What the task requires
Render the records below as a Markdown table with two columns, Row and Line: number each non-blank line in order and leave blank lines out.

Data
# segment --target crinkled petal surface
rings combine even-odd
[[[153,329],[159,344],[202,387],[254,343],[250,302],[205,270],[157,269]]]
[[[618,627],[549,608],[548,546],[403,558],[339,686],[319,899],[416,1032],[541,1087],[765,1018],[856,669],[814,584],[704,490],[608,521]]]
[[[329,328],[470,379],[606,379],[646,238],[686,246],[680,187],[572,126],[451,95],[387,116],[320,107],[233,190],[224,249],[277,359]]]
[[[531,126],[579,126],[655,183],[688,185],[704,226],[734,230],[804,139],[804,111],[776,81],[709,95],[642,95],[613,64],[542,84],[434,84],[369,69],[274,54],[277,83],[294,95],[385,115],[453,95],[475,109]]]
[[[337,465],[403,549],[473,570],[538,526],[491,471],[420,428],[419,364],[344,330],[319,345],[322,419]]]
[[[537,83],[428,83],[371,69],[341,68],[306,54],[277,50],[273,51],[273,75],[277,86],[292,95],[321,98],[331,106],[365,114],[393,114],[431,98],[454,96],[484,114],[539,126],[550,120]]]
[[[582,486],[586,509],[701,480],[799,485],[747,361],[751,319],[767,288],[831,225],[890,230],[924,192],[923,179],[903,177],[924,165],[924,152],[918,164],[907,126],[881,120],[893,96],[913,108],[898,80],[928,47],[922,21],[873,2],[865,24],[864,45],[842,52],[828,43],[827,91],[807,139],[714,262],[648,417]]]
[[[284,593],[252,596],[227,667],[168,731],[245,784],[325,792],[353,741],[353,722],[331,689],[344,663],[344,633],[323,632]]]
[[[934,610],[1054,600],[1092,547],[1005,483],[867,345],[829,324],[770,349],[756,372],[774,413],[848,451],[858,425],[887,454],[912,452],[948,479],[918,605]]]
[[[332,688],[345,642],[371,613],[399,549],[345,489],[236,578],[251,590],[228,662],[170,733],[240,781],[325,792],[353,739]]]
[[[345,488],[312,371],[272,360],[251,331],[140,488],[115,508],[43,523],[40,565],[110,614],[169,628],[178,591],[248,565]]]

Task response
| Row | Line |
|---|---|
| 1 | # segment --target crinkled petal surface |
| 2 | rings combine even-odd |
| 3 | [[[153,329],[159,344],[202,387],[254,343],[250,302],[205,270],[157,269]]] |
| 4 | [[[618,627],[549,608],[548,546],[403,558],[339,686],[319,899],[416,1032],[541,1087],[765,1018],[856,669],[814,584],[704,490],[608,521]]] |
| 5 | [[[329,328],[470,379],[606,379],[646,238],[686,246],[680,187],[572,126],[451,95],[387,116],[320,107],[233,190],[224,249],[277,359]]] |
| 6 | [[[531,126],[579,126],[655,183],[688,185],[704,226],[734,230],[804,139],[804,111],[776,81],[709,95],[642,95],[613,64],[542,84],[434,84],[369,69],[274,54],[277,83],[294,95],[385,115],[453,95],[475,109]]] |
| 7 | [[[337,465],[403,549],[473,570],[538,526],[491,471],[420,428],[419,364],[344,330],[319,345],[322,419]]] |
| 8 | [[[537,83],[428,83],[371,69],[341,68],[306,54],[277,50],[273,51],[273,75],[277,86],[292,95],[321,98],[331,106],[365,114],[393,114],[431,98],[454,96],[484,114],[539,126],[550,120]]] |
| 9 | [[[582,486],[586,509],[701,480],[799,485],[747,361],[751,319],[767,288],[831,225],[890,230],[924,192],[923,179],[903,177],[924,165],[924,152],[918,164],[907,126],[881,120],[893,96],[913,108],[898,80],[928,47],[922,21],[873,2],[865,24],[864,45],[842,52],[828,43],[827,91],[807,139],[714,262],[648,417]]] |
| 10 | [[[284,593],[252,596],[227,667],[168,731],[245,784],[325,792],[353,741],[353,722],[331,689],[344,663],[344,633],[323,632]]] |
| 11 | [[[934,610],[1054,600],[1092,547],[1005,483],[867,345],[829,324],[770,349],[756,372],[774,413],[848,451],[858,425],[887,454],[912,452],[948,479],[918,605]]] |
| 12 | [[[332,688],[345,642],[371,613],[399,549],[345,489],[236,578],[251,590],[228,662],[170,733],[240,781],[325,792],[353,739]]] |
| 13 | [[[345,488],[312,371],[272,360],[251,331],[140,488],[115,508],[43,523],[40,565],[110,614],[169,628],[178,591],[248,565]]] |